▸ PROBLEM DETAILS
Search the records below for the line containing "x=253, y=65". Output that line and all later lines exactly; output nothing else.

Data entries

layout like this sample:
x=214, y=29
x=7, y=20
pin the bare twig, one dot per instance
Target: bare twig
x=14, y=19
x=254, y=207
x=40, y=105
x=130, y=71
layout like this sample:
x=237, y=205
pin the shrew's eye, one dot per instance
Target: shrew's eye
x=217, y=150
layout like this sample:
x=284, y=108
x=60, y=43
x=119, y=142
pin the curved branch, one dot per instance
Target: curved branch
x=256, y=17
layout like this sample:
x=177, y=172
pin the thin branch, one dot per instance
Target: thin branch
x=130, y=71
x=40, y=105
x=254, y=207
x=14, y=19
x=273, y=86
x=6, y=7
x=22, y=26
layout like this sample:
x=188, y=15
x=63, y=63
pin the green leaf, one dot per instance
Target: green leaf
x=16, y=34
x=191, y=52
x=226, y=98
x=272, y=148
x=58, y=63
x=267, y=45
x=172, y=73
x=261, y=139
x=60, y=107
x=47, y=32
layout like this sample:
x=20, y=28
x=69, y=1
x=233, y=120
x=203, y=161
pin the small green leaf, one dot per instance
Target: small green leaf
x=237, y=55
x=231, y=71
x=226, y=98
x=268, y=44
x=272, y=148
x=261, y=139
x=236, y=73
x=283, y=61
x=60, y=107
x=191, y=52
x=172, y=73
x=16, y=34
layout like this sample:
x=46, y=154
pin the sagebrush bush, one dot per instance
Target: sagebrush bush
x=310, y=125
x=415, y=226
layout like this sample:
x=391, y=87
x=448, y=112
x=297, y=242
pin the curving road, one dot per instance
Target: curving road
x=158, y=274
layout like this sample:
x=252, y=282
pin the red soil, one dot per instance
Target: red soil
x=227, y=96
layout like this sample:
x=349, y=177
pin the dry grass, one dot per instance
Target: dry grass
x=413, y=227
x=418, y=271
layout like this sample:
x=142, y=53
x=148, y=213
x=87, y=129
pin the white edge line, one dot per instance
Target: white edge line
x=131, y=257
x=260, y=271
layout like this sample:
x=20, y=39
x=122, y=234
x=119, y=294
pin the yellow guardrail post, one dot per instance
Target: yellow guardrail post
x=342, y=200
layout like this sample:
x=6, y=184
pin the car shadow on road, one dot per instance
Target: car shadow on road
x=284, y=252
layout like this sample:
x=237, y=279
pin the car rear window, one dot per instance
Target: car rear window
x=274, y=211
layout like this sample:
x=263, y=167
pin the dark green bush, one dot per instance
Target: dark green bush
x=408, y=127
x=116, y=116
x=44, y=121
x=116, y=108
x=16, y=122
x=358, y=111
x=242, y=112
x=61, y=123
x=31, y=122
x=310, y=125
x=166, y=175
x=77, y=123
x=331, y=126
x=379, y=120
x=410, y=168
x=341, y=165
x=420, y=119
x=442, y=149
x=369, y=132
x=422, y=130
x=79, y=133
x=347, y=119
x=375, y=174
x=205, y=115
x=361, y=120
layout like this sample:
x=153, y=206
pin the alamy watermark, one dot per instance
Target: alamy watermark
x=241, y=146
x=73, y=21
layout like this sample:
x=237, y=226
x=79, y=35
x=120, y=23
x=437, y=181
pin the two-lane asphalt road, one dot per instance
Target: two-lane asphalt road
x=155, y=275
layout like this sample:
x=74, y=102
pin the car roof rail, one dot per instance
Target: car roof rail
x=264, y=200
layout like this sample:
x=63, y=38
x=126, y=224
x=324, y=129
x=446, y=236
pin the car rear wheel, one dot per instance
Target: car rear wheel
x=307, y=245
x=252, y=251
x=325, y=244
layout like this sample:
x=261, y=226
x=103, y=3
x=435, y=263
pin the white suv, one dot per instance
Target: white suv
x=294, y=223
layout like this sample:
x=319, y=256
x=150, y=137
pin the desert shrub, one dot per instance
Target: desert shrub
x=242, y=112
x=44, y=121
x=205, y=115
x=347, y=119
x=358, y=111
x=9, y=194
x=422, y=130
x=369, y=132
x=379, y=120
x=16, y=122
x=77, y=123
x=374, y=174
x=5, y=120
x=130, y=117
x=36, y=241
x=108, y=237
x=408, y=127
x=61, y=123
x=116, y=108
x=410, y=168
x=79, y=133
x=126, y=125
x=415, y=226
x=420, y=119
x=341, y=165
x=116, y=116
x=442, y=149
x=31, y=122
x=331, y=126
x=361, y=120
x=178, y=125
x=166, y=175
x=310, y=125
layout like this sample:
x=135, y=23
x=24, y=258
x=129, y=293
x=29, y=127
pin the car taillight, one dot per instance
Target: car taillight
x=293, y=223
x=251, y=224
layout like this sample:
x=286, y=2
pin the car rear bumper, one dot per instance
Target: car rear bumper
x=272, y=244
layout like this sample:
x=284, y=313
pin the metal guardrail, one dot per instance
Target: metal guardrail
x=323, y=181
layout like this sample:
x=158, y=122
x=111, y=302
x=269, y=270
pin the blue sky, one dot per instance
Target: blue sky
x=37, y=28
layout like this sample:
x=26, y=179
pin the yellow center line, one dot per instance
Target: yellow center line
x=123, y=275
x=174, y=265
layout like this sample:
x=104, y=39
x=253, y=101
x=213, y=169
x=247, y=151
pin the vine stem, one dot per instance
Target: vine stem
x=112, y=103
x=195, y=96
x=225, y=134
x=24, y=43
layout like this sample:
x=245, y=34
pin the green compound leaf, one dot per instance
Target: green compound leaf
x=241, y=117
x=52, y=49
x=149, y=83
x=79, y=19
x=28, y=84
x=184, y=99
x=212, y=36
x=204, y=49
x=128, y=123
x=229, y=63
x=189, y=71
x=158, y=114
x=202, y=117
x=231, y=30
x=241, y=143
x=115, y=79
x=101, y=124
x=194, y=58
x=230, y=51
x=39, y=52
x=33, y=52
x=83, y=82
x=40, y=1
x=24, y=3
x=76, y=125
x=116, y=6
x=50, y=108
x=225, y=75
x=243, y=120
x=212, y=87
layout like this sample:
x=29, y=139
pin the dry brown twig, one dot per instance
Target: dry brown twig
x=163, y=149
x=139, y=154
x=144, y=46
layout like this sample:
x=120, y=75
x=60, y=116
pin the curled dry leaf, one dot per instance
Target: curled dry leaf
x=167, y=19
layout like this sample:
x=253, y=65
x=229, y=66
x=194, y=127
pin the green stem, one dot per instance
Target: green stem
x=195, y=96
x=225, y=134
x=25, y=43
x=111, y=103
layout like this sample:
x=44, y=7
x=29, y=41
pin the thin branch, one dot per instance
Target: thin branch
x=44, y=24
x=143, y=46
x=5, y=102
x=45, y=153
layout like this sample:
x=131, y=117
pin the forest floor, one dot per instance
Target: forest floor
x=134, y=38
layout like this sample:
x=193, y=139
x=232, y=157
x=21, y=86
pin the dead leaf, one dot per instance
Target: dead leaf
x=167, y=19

▸ TASK OUTPUT
x=253, y=65
x=229, y=66
x=194, y=127
pin the green stem, one dot per instance
Target: green stem
x=195, y=96
x=225, y=134
x=25, y=43
x=111, y=103
layout like this sample:
x=44, y=7
x=29, y=41
pin the thin branch, one dot per instance
Target: thin branch
x=44, y=24
x=143, y=46
x=5, y=102
x=45, y=153
layout like this sample:
x=131, y=117
pin the forest floor, one dot per instance
Target: forest floor
x=134, y=38
layout like this sample:
x=193, y=139
x=232, y=157
x=21, y=86
pin the dead leaf, one dot per instance
Target: dead leaf
x=167, y=19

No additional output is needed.